● **Material**
##########

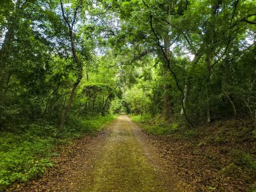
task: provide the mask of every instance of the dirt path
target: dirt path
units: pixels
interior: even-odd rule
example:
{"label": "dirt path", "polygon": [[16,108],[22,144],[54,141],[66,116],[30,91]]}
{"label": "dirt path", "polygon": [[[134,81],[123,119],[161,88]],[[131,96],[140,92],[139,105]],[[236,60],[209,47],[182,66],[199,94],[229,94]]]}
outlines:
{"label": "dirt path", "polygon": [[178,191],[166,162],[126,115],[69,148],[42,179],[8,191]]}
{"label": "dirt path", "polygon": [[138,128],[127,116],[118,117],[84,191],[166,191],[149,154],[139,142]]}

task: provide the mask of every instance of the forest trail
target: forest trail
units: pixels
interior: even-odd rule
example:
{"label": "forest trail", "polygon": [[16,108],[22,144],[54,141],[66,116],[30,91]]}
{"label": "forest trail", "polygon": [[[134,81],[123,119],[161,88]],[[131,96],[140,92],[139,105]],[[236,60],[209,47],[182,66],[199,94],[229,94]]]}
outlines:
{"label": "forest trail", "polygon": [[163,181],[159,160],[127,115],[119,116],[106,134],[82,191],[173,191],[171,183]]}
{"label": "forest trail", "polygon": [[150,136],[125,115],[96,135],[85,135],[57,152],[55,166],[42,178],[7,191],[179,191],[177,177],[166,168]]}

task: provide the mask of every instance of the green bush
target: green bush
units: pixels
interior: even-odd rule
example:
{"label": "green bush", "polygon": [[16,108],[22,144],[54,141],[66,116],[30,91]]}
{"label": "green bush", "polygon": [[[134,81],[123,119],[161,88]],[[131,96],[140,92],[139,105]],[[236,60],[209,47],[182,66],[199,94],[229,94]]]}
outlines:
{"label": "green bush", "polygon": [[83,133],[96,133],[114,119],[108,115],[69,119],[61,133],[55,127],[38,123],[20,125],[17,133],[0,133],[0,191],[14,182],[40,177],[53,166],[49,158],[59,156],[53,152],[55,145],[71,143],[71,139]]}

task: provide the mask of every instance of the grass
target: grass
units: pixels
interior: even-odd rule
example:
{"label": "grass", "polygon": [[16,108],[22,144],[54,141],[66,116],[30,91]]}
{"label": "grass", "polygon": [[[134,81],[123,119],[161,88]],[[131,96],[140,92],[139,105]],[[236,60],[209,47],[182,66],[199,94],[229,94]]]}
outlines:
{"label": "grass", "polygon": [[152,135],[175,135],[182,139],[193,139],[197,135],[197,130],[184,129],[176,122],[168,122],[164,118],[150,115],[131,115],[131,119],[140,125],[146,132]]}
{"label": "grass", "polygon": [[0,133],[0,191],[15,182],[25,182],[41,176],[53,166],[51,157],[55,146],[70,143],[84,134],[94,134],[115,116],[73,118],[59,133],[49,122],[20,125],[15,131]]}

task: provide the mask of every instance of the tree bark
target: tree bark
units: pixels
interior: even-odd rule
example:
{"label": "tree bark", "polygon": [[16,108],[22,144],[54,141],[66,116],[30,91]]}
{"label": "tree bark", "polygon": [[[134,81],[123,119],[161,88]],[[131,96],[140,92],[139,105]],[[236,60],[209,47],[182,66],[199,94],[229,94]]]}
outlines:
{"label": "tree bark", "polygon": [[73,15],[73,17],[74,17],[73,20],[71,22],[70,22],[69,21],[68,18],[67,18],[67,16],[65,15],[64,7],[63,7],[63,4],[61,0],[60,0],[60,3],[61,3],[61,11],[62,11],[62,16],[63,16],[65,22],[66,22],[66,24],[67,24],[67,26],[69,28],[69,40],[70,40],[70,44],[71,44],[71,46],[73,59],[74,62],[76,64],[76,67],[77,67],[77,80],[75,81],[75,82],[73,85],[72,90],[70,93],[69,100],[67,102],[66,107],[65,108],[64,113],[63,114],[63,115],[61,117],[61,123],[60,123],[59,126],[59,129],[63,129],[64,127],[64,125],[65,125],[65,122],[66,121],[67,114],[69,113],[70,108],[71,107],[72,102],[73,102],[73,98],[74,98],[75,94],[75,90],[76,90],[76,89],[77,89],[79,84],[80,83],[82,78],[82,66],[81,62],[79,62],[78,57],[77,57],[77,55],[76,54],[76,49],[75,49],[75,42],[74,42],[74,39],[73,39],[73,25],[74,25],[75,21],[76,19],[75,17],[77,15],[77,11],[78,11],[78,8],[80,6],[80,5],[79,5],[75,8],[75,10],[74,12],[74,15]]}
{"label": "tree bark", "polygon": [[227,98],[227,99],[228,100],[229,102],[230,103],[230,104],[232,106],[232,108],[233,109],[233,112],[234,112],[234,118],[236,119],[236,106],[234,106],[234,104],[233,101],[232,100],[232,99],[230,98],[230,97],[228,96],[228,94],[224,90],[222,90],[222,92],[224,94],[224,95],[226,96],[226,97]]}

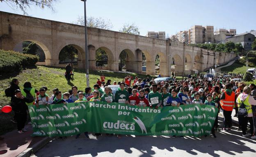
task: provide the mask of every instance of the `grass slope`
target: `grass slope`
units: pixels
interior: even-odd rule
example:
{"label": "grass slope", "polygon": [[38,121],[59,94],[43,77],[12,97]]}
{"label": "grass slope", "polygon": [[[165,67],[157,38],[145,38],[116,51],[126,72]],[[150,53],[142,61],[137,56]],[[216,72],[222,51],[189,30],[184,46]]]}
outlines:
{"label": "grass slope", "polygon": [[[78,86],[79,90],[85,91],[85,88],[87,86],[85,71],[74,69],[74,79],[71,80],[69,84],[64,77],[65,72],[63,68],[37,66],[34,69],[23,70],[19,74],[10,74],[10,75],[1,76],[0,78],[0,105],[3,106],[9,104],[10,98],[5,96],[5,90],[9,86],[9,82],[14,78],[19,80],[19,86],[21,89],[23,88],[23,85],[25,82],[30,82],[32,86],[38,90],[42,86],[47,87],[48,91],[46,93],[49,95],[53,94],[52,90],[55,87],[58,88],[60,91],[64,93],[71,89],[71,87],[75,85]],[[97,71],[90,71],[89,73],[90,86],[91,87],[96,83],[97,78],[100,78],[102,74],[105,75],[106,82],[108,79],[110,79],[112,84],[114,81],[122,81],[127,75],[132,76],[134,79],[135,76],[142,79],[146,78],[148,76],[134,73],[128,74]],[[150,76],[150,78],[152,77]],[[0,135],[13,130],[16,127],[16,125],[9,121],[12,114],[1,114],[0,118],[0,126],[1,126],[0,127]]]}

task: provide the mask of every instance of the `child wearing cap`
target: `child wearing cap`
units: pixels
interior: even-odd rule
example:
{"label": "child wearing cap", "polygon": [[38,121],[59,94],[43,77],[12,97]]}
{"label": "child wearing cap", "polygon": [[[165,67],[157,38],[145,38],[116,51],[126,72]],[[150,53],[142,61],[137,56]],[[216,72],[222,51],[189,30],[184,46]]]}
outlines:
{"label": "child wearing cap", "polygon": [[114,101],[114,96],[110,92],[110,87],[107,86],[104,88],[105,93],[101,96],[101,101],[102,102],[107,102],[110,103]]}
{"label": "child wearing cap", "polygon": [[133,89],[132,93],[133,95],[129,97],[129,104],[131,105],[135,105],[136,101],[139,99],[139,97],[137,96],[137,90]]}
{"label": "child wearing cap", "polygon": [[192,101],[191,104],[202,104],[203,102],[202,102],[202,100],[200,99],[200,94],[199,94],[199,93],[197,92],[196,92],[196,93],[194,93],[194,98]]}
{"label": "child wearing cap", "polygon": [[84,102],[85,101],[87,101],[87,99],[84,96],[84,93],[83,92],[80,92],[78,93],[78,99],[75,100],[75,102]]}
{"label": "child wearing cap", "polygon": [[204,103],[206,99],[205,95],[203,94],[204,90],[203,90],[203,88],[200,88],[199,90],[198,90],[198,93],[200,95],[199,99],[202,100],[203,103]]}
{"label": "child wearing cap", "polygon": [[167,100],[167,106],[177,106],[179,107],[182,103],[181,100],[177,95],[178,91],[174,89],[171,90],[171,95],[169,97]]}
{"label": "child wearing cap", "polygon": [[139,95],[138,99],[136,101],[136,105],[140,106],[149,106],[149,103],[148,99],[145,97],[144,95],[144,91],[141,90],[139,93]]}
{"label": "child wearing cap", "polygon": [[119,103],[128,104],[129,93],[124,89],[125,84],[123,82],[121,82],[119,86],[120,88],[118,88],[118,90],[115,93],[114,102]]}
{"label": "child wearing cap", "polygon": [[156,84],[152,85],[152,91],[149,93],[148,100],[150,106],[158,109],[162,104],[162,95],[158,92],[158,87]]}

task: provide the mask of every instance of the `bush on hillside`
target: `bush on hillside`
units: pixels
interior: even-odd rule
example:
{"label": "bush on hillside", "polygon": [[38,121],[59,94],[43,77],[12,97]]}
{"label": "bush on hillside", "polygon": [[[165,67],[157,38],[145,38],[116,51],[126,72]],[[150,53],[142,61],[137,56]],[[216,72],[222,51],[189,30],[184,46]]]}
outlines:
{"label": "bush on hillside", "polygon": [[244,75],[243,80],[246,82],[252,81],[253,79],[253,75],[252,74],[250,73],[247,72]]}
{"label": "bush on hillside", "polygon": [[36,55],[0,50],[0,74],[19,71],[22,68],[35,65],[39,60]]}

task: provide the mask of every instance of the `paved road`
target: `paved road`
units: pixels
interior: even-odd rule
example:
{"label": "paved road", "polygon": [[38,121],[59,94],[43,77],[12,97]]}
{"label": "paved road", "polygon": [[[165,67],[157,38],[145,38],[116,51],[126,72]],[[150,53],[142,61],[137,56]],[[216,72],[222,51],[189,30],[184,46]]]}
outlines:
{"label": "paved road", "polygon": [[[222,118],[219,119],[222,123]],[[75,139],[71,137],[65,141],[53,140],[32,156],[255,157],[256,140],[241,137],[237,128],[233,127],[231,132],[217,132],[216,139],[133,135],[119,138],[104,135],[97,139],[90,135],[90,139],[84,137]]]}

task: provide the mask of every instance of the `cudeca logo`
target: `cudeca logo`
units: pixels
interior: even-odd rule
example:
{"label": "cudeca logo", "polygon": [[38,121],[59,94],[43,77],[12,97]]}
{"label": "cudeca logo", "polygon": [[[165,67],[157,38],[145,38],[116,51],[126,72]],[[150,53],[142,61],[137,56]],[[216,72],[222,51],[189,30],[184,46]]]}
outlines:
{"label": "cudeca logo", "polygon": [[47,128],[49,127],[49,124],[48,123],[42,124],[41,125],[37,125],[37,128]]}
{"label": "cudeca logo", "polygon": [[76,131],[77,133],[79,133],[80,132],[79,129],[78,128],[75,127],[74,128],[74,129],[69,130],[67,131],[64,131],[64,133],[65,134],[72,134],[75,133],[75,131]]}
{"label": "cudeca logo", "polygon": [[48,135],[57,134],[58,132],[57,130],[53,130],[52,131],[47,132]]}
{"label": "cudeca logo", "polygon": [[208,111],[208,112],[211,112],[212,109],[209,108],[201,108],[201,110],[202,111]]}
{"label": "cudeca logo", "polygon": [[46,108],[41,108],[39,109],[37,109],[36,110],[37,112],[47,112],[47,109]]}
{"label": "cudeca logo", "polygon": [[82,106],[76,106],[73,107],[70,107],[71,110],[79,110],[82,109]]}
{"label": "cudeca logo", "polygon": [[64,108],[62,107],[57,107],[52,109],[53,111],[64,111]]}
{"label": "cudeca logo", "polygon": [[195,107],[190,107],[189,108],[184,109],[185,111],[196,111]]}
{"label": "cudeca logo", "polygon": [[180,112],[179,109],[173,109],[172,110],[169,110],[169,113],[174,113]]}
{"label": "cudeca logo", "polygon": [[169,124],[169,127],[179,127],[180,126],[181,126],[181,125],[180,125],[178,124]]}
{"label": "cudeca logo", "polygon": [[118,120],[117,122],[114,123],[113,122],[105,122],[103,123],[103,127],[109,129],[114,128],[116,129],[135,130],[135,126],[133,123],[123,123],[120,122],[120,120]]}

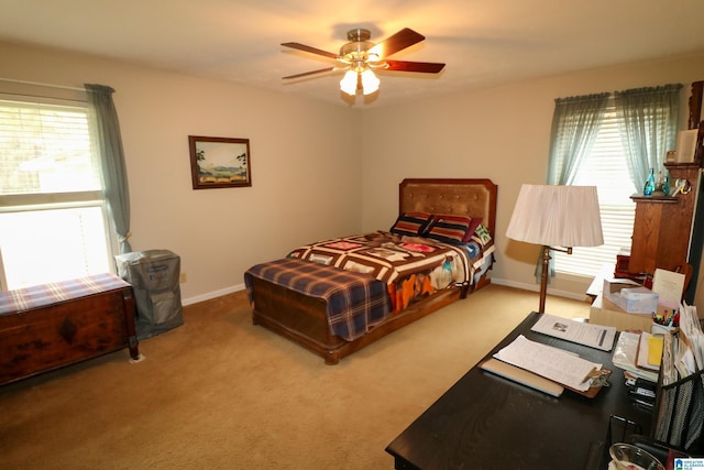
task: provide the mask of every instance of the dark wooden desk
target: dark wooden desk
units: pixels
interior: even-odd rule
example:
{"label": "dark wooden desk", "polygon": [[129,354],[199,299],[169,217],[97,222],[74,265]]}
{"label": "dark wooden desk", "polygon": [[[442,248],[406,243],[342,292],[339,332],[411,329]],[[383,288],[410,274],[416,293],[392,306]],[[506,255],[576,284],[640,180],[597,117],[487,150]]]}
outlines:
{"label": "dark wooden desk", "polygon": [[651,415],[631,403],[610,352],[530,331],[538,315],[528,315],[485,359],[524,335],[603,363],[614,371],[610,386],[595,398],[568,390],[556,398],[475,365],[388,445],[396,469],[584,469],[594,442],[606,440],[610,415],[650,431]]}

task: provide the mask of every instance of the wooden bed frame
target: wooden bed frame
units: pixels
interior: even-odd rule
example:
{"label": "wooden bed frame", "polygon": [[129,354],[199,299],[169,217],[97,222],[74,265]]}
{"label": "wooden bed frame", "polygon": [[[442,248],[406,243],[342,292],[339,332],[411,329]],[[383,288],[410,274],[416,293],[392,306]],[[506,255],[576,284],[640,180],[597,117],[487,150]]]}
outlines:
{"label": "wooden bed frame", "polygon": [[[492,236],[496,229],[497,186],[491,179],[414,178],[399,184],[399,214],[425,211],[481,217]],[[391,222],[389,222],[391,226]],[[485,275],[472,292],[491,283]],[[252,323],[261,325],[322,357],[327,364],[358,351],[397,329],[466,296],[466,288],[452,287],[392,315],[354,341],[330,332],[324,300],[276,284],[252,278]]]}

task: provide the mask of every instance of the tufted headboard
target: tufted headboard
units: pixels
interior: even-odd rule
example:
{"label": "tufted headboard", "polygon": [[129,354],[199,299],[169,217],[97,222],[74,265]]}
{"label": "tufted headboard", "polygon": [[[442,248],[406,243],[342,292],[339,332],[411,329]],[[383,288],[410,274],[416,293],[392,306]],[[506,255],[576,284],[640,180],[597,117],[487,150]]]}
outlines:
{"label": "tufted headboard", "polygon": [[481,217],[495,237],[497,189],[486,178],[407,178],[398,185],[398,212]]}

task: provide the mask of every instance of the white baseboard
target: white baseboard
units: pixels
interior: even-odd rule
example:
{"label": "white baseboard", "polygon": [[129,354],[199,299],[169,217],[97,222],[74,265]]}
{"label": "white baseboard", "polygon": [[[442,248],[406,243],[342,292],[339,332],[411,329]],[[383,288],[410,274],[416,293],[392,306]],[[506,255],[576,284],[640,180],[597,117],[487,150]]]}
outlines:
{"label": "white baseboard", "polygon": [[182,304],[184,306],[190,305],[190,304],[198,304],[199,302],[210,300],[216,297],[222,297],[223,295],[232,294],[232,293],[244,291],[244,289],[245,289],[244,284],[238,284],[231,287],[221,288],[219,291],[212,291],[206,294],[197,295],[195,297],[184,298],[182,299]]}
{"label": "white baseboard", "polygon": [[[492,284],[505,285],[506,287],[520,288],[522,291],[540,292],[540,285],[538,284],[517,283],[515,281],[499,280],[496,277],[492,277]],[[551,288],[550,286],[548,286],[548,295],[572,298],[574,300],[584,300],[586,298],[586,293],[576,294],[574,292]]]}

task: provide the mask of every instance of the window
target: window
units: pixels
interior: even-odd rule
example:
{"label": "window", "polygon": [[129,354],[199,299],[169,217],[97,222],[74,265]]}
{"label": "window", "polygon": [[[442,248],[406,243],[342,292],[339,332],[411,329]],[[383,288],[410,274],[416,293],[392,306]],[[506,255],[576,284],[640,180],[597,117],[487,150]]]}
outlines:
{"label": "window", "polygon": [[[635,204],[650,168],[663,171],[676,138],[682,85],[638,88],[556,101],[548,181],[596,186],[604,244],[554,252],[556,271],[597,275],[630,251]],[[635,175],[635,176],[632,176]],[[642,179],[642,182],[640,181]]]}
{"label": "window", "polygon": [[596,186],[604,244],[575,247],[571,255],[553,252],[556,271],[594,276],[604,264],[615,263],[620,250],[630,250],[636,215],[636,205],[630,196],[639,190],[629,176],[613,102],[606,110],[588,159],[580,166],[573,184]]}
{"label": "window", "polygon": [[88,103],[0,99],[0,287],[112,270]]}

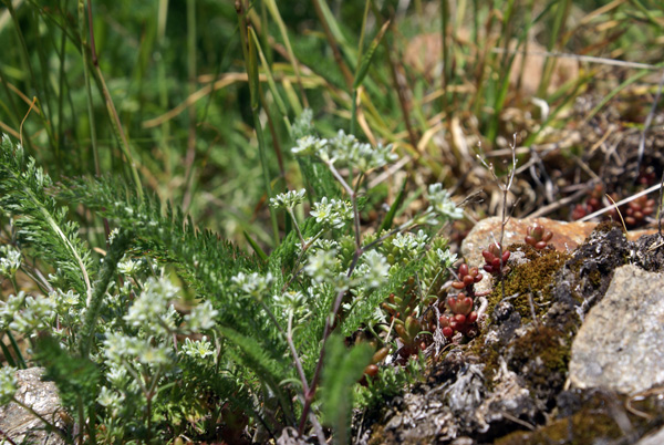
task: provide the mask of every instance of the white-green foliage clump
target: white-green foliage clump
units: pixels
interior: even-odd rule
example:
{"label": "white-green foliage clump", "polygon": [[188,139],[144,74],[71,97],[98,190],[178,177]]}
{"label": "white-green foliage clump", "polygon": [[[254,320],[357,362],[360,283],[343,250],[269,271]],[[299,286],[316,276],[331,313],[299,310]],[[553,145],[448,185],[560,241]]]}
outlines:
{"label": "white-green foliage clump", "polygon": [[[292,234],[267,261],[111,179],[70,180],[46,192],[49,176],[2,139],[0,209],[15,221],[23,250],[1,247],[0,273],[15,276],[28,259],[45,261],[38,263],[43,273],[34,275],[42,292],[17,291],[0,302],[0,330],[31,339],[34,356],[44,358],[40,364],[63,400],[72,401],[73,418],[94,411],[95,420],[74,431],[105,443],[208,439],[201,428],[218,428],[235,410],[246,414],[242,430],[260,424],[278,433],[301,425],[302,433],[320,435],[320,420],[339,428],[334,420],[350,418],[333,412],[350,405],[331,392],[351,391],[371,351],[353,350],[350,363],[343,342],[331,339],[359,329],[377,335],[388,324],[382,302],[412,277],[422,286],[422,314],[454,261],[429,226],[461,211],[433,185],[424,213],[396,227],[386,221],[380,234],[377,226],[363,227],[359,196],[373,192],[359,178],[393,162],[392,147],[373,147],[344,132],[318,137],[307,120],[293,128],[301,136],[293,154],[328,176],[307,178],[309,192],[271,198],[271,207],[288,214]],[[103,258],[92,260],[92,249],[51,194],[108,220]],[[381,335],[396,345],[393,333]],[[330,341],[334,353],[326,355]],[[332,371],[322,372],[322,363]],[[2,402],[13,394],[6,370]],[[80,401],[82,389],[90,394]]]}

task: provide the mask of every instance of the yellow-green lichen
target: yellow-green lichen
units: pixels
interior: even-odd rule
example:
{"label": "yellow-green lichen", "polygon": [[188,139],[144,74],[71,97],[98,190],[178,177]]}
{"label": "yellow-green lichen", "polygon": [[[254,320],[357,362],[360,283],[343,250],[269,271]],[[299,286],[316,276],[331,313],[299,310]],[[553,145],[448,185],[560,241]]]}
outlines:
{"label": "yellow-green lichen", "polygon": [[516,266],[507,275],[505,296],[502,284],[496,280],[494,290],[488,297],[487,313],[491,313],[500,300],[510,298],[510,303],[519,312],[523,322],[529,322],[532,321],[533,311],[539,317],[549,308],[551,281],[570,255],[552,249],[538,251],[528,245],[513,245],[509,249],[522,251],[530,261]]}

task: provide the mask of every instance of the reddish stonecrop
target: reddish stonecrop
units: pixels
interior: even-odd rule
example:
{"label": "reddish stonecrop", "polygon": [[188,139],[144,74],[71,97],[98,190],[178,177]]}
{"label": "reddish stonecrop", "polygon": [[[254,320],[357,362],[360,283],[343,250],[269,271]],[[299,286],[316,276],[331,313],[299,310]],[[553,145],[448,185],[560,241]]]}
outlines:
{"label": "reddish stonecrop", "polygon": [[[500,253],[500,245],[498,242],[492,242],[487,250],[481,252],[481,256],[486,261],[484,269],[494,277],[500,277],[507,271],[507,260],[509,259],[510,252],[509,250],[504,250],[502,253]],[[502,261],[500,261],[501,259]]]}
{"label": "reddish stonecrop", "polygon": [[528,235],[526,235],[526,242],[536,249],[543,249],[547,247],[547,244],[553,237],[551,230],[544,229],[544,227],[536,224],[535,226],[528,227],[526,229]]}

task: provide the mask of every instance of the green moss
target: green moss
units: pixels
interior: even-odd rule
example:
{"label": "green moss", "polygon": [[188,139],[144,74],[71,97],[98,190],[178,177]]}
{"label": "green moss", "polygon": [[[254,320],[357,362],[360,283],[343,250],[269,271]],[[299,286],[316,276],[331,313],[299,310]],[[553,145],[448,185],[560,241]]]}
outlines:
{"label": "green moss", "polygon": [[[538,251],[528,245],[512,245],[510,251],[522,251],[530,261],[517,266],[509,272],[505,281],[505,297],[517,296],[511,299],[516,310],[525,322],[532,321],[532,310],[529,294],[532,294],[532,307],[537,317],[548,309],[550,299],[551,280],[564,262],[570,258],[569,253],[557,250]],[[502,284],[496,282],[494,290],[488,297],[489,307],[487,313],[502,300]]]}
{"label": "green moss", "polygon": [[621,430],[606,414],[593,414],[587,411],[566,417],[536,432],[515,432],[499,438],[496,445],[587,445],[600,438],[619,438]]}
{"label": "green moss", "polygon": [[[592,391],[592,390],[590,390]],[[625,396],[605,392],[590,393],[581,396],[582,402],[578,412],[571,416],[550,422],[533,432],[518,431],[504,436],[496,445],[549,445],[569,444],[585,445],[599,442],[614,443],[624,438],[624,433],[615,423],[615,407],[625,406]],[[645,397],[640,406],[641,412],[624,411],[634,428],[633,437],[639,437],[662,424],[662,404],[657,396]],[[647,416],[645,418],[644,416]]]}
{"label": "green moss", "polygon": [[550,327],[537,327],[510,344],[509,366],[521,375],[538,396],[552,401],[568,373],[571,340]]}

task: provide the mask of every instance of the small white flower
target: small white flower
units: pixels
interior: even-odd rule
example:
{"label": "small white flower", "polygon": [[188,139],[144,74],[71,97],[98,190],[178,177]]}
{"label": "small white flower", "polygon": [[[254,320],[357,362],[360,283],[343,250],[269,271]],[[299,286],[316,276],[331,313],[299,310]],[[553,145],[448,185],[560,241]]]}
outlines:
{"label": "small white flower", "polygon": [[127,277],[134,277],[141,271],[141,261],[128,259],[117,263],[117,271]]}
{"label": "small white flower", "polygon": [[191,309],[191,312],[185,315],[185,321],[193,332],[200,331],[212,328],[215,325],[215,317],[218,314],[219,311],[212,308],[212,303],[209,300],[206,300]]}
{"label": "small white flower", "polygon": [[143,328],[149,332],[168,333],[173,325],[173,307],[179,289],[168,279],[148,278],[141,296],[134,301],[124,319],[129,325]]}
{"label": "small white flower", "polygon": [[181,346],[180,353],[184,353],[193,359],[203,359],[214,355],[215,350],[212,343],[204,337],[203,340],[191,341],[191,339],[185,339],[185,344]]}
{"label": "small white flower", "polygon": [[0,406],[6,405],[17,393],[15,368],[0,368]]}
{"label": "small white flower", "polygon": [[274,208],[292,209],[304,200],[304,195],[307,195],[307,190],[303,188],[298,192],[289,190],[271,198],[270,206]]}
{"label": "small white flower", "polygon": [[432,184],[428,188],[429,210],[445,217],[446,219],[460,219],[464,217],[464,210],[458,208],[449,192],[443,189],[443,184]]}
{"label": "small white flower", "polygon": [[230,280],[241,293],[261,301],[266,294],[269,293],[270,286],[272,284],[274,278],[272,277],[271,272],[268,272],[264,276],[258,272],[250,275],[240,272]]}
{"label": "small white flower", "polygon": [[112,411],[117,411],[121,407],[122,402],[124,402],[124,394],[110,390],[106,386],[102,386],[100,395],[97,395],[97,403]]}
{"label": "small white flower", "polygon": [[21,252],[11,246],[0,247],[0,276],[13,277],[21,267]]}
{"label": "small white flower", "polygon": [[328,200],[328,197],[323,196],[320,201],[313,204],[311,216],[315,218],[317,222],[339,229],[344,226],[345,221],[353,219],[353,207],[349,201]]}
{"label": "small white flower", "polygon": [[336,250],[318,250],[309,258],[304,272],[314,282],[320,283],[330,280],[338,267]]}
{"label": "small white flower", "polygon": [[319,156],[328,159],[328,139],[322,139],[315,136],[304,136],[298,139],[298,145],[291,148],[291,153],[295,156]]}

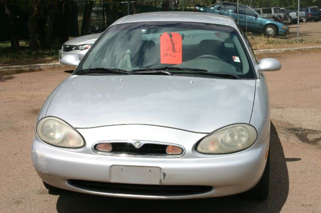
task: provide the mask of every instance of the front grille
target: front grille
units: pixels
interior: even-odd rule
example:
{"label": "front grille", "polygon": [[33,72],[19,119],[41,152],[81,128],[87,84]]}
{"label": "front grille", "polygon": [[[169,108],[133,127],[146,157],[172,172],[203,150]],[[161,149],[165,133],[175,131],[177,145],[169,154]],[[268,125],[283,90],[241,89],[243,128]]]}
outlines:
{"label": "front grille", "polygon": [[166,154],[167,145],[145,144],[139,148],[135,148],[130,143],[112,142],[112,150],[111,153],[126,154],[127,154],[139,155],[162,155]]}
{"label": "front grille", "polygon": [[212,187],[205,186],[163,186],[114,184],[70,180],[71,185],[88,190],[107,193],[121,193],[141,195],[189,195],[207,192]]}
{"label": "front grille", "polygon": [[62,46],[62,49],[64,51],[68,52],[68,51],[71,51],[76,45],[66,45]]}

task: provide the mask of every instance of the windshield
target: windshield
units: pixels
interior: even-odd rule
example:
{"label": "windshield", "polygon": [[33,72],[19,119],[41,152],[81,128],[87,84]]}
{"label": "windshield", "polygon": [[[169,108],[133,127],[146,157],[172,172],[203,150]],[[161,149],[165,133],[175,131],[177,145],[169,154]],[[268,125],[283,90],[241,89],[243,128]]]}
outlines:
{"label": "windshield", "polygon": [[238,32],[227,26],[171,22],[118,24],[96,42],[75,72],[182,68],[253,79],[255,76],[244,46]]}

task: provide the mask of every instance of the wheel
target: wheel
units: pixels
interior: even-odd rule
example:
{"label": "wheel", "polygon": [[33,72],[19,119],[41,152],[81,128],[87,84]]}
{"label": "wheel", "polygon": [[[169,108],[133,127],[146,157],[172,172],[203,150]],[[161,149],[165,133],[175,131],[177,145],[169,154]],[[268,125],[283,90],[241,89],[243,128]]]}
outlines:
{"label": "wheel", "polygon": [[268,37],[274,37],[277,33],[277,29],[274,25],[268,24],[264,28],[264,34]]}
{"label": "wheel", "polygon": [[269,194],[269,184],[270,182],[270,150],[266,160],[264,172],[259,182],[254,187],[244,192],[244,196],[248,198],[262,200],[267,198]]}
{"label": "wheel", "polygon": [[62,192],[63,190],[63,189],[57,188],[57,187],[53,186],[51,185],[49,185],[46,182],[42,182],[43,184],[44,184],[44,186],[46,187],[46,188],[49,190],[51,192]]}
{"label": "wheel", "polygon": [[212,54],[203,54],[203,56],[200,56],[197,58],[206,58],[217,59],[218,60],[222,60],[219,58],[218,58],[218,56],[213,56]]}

##########

● **Goal**
Reproduce every line of the material from the line containing "task: provide the mask of every instance of the windshield" through the end of the material, adding 148 to each coordinate in the outline polygons and leaving all other lines unchanged.

● **Answer to this exercise**
task: provide the mask of every instance of the windshield
target: windshield
units: pixels
interior: even-odd rule
example:
{"label": "windshield", "polygon": [[33,72],[19,119],[41,152],[81,128],[87,84]]}
{"label": "windshield", "polygon": [[[169,108],[133,127],[146,157],[172,172],[203,150]],[[161,149],[165,133],[175,131],[177,145],[169,154]],[[268,125],[283,90],[241,89],[243,128]]]}
outlines:
{"label": "windshield", "polygon": [[386,180],[375,174],[319,170],[266,172],[244,190],[223,220],[330,216],[401,227],[403,224],[392,194]]}

task: provide the mask of every instance of the wheel
target: wheel
units: pixels
interior: even-odd rule
example:
{"label": "wheel", "polygon": [[33,72],[19,119],[41,152],[81,128],[87,84]]}
{"label": "wheel", "polygon": [[[169,108],[133,127],[146,157],[172,172],[203,150]],[[161,149],[165,133],[175,131],[177,145],[169,154]],[[268,125],[283,90],[241,89],[243,128]]]}
outlines:
{"label": "wheel", "polygon": [[416,185],[422,185],[425,181],[425,177],[422,173],[416,172],[412,176],[412,182]]}
{"label": "wheel", "polygon": [[417,342],[417,332],[418,330],[418,298],[414,308],[412,320],[407,330],[402,335],[392,340],[392,344],[396,346],[410,348],[415,346]]}
{"label": "wheel", "polygon": [[210,340],[211,338],[211,337],[205,336],[205,335],[201,334],[199,333],[197,333],[194,330],[190,330],[191,332],[192,332],[192,334],[194,335],[194,336],[197,338],[199,340]]}
{"label": "wheel", "polygon": [[360,202],[351,202],[351,204],[348,204],[345,206],[354,206],[365,207],[366,208],[370,208],[367,206],[366,206],[366,204],[361,204]]}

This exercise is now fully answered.